Il testo non è un saggio né un reportage dal mondo della “tortura”, ma un romanzo composto di tre narrazioni. La scelta dello stile deriva dalla maggiore facilità di lettura, ma anche - e soprattutto - dall’idea di rappresentare, attraverso queste storie, il mondo drammatico delle donne vittime di tortura in maniera universale, dandogli una forma letteraria, poetica. Inoltre, si intende far affiorare l’incredibile coraggio e l’enorme forza di volontà di donne, spesso giovanissime, che pur sapendo di affrontare viaggi e stenti che metteranno a repentaglio la loro stessa vita, partono – a volte con minori al seguito – pur di liberarsi di oppressione, sottomissione, schiavitù, violenza. Inoltre , attraverso presentazioni del testo, si intende aprire un dibattito sul tema dell’immigrazione, mostrando chiaramente come dietro ad ogni volto di uomo o donna che fugge dal proprio paese, c’è una storia, spesso meravigliosa oltre che drammatica, e dare a tale storia una dignità letteraria; come scrive Erri De Luca: Le loro storie, gigantesche rispetto alle nostre, sono romanzi in corso, i loro viaggi sono quelli di Simbad e di Ulisse, le loro avversità quelle di santi e cavalieri erranti, braccati dalle polizie senza aver trasgredito alcun articolo del codice penale. Siamo di fronte a loro e li guardiamo in faccia. Ogni volta è la prima, perché loro sono primizia del mondo a venire, seme di miriadi che si spostano a piedi sulla superficie del mondo e con il loro peso spostano il mondo.
────────────────
Le consegne ->
**A)** Elenca ciò da cui, secondo la presentazione del romanzo, le donne partono pur di liberarsi.
**B)** Scrivi il seguito della presentazione del romanzo, riprendendo subito dopo l'ultima frase.

Dati forniti ->
────────────────
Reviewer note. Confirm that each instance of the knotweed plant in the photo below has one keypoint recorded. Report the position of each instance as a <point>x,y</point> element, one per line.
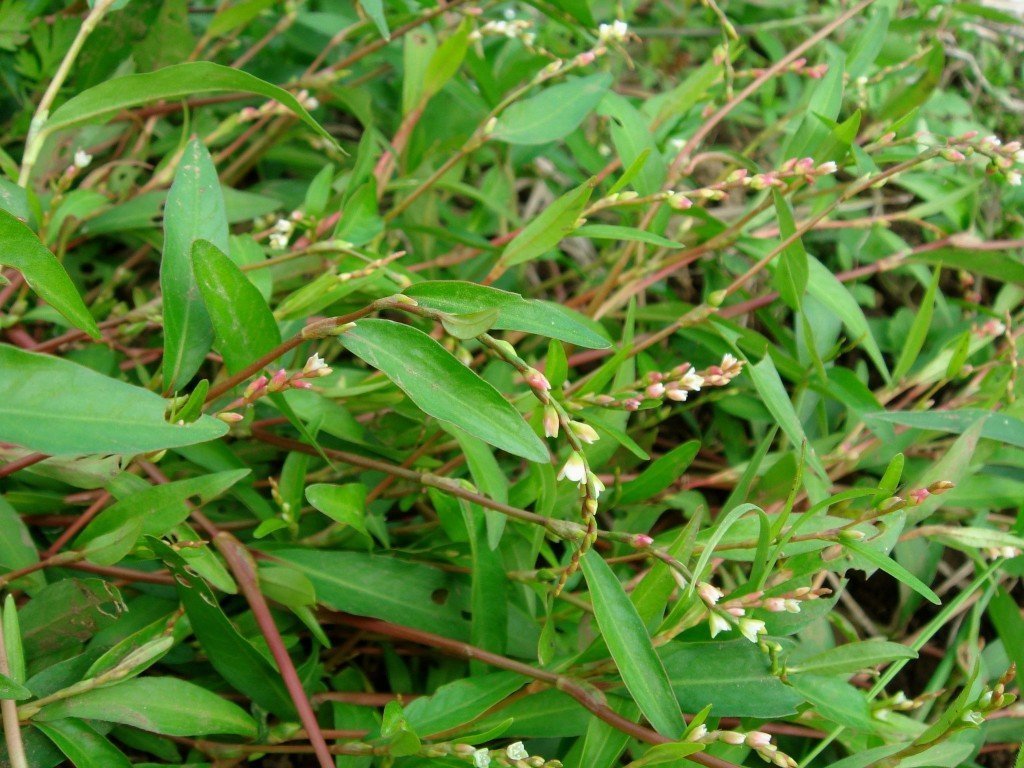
────────────────
Elenco risposte ->
**A)** oppressione, sottomissione, schiavitù, violenza

**B)**
L’idea di questo libro nasce dalla rielaborazione di decine di interviste svolte presso il centro “Passaggio nei Territori di Giano”, il servizio per vittime di tortura e richiedenti asilo dell’INMP (Istituto Nazionale per la promozione della salute delle popolazioni Migranti e per il contrasto della Povertà), Ospedale San Gallicano di Roma. Nello svolgerle, l’autore si è ripetutamente trovato di fronte a narrazioni, nel senso più alto e artistico del termine, di vicende drammatiche dalla dignità letteraria, pronte per essere rappresentate su un proscenio, per venire scritte, raccontate come dei meravigliosi classici della letteratura mondiale. Da qui, la scelta di dare una veste narrativa alle tre storie di Shirin, Aminata, Yergalum. Sono storie di donne, vittime di tortura. Da un lato testimoniano la trasversalità delle crudeltà, che non risparmia neanche bambini, dall’altra esaltano il coraggio, l’amore, la tenacia, l’incredibile forza di volontà che spinge ragazze fin lì costrette, umiliate, emarginate, segregate, mai libere, a spezzare il giogo e fuggire.
Pagano spregiudicati Caronte moderni, affrontano la Palude Stigia del mondo, infilandosi giù, fino all’ultimo girone dell’inferno. Ne riemergono diverse, purificate, per ripartire ancora, cercare pace.
Sono racconti di terre lontane, di esseri umani che ci appaiano distanti, le cui storie si dissolvono tra realtà e leggenda, tra cronaca e narrativa. L’aspetto drammatico, in realtà, è che se si eccettuano i nomi e brevi quanto marginali aggiunte - che attingono alla fantasia - è tutto vero. Le storie esposte hanno carne, ripetutamente ferita, hanno anima, violata, hanno corpi e menti che non saranno mai più come prima. Ma, soprattutto, hanno occhi.
Stanno lì a guardarti fissi, miti, pozzi di profondità, hanno già osservato tutto e attendono dignitosi che gli venga riconosciuta la regalità della sofferenza, lo status di uomo, di donna.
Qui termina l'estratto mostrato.